# TASK LIST
1. Reproduce the passage of the post on Mary Gaitskill's VERONICA starting with "Much has been" and going on through "and back down.".
2. Please answer these questions from the post on Mary Gaitskill's VERONICA:
(a) What is the name of the novel's protagonist?
(b) Which two characters does the post place this protagonist in a tradition with?
(c) To what illness does the protagonist lose her friend Veronica?
3. Pick up the post on Mary Gaitskill's VERONICA after its last sentence and continue writing it.

Tuesday, February 28, 2006

Mary Gaitskill and the Long Day's Walk


Much has been said of the creepy undercurrent of Mary Gaitskill's fiction, her characters' over-the-ledge desires and preoccupations, their cruelty and/or masochism, her seamless flow from ethereal beauty to sticky bodily functions and back. So I won't dwell on those things, because the main thing I take away from her newest novel, VERONICA, is her virtuoso use of a classic modernist narrative structure: namely, the ramble. In the tradition of Leopold Bloom and Clarissa Dalloway, Gaitskill's protagonist Alison takes a long walk and thinks a lot. The skeleton of VERONICA, like the Joyce and Woolf novels, is a day-in-the-life. Alison, an aging, ill former model, walks to work, works, then visits some friends, then takes a bus to a trail head and walks through a canyon, up a mountain, and back down.

The simplicity of this structure allows Gaitskill to riff in poetic and complex ways, embedding the "now" of the story with numerous other nested "nows," as Alison reflects with some wisdom on her life, the ugliness of her career, the nature of beauty, pity, and illness, and the loss of her eccentric, unbeautiful friend Veronica to AIDS.

# EXERCISE DATA
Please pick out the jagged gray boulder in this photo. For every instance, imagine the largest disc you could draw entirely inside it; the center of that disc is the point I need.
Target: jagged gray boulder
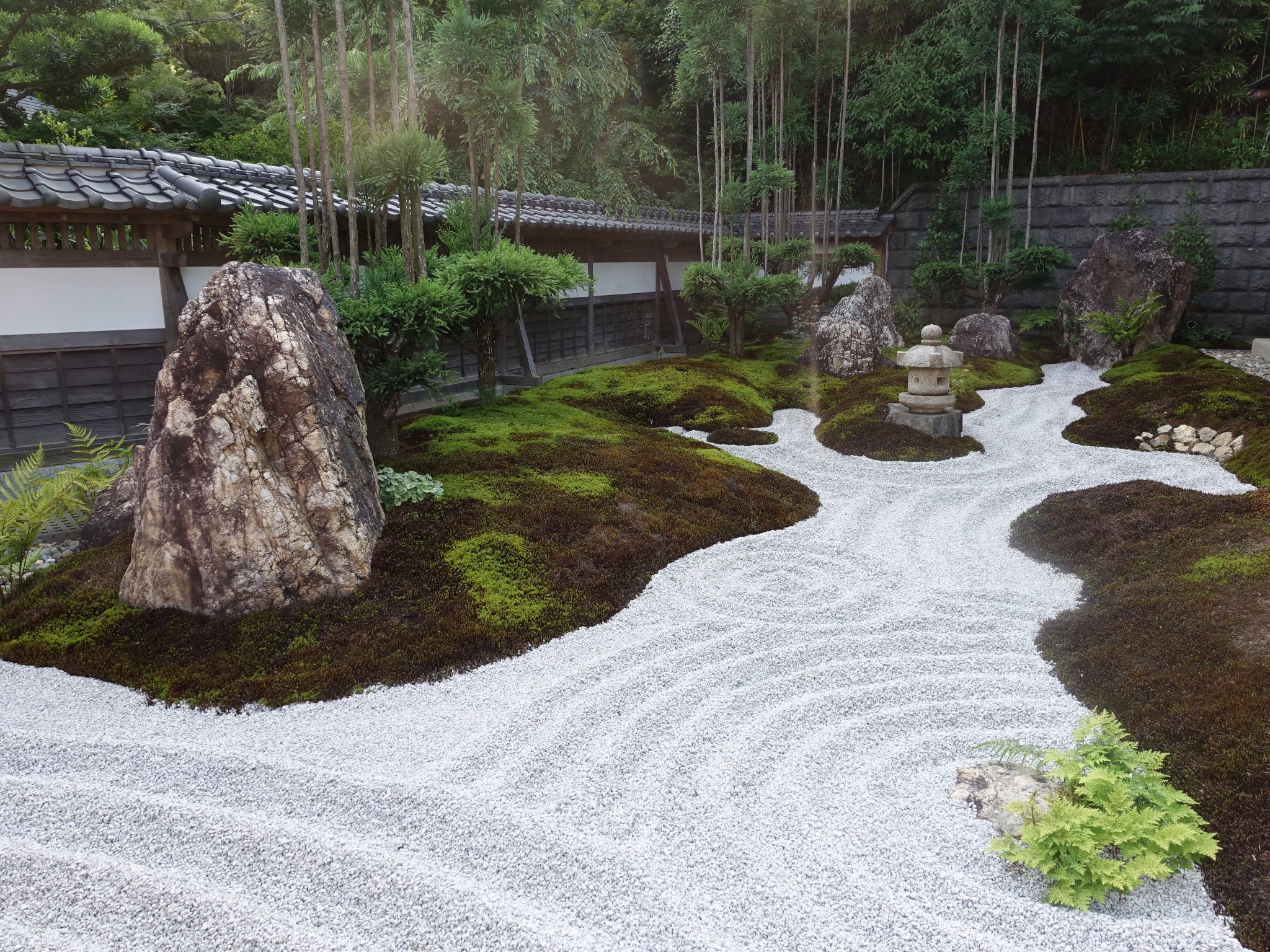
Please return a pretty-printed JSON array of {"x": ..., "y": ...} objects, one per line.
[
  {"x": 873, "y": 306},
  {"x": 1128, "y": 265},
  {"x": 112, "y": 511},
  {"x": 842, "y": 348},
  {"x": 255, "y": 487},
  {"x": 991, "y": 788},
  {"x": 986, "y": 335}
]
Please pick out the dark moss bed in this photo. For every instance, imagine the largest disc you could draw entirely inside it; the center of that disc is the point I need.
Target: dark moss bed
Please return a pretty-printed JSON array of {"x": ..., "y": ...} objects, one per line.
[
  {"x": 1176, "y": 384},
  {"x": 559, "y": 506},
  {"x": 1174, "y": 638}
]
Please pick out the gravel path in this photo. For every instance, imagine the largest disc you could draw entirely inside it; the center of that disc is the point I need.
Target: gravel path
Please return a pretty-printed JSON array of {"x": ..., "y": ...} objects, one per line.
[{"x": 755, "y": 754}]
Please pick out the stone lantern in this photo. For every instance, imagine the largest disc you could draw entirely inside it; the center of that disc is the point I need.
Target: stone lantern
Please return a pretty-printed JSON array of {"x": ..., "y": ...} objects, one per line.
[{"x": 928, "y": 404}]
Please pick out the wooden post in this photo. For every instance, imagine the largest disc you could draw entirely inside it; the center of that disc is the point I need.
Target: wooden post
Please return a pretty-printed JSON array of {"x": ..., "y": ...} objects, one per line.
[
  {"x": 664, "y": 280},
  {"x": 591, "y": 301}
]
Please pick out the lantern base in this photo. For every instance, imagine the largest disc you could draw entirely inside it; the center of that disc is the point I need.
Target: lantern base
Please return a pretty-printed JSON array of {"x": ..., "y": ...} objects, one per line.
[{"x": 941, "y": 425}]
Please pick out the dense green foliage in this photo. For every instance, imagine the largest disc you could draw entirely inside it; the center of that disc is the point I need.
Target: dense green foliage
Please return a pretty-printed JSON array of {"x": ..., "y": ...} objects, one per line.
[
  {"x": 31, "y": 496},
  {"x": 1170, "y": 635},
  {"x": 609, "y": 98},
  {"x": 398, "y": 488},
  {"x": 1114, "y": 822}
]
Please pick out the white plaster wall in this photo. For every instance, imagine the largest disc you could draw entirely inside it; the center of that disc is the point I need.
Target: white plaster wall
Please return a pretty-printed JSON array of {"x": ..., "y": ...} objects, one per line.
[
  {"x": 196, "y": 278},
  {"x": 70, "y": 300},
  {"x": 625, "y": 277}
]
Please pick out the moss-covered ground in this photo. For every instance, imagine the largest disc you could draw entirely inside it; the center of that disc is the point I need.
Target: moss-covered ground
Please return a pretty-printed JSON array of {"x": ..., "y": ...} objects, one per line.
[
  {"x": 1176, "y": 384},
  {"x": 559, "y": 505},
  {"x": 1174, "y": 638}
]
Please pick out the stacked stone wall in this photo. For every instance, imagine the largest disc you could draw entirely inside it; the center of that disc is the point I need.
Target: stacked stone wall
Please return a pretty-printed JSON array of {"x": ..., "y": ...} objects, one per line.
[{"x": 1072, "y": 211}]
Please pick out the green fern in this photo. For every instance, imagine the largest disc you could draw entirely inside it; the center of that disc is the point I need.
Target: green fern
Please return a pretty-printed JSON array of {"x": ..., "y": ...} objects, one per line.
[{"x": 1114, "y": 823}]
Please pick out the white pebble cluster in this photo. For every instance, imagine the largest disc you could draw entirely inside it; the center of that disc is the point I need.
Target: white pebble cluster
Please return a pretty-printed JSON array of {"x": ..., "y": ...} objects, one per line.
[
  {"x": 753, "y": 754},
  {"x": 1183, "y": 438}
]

# RESPONSES PER TASK
1.
Much has been said of the creepy undercurrent of Mary Gaitskill's fiction, her characters' over-the-ledge desires and preoccupations, their cruelty and/or masochism, her seamless flow from ethereal beauty to sticky bodily functions and back. So I won't dwell on those things, because the main thing I take away from her newest novel, VERONICA, is her virtuoso use of a classic modernist narrative structure: namely, the ramble. In the tradition of Leopold Bloom and Clarissa Dalloway, Gaitskill's protagonist Alison takes a long walk and thinks a lot. The skeleton of VERONICA, like the Joyce and Woolf novels, is a day-in-the-life. Alison, an aging, ill former model, walks to work, works, then visits some friends, then takes a bus to a trail head and walks through a canyon, up a mountain, and back down.

2.
(a) Alison
(b) Leopold Bloom and Clarissa Dalloway
(c) AIDS

3.
A word about pity. In Gaitskill's universe, it's not an insult. It's a form of love. And illness is a normal state of being, illness being anything that doesn't conform to external ideals of beauty and health, which is virtually everything. Pity has a universality in her world, and under the skin of each living thing is disease, which sometimes surges to the surface. Disease has the power to take loved ones away from us, but its permanence has the effect of unification too: Alison observes, for example, that through death, Veronica's deep love for her deceased bisexual boyfriend is finally "requited."

And Alison is dying too, more slowly, of hepatitis. Her arm has been ruined by botched surgery, and she pops aspirin often to control the pain. Still, she takes a hike in a Marin County canyon because she wants to while she still can, and the day's journey offers rich moments of rumination on people and their natures. People are nature, nature is people. From the bus, near the trailhead, Alison observes:

I look outside and see a little budding tree, its slim black body shining with rain. Joyous and intelligent, like a fresh girl, the earth all new to its slender, seeking roots.

But later, on the hike, even trees lose their innocence, harden, and get more interesting:

Here is another slim ocher tree naked of bark. It is utterly smooth and, in the rain, so shiny that it looks almost plastic. It is twisted so elegantly, it is like an art object, made to suggest irony and hauteur...I take off my glove and stroke the tree trunk as I walk past. I wonder if it is diseased.

I found the moments of redemption and reflection in VERONICA very satisfying, and ended up copying numerous exemplary passages in my notebook to ruminate on myself, on my own rambling walks. Believe the hype, Gaitskill has outdone herself.

2 comments:

katrina said...

I completely agree, Anne. I loved this book.

Anne Elliott said...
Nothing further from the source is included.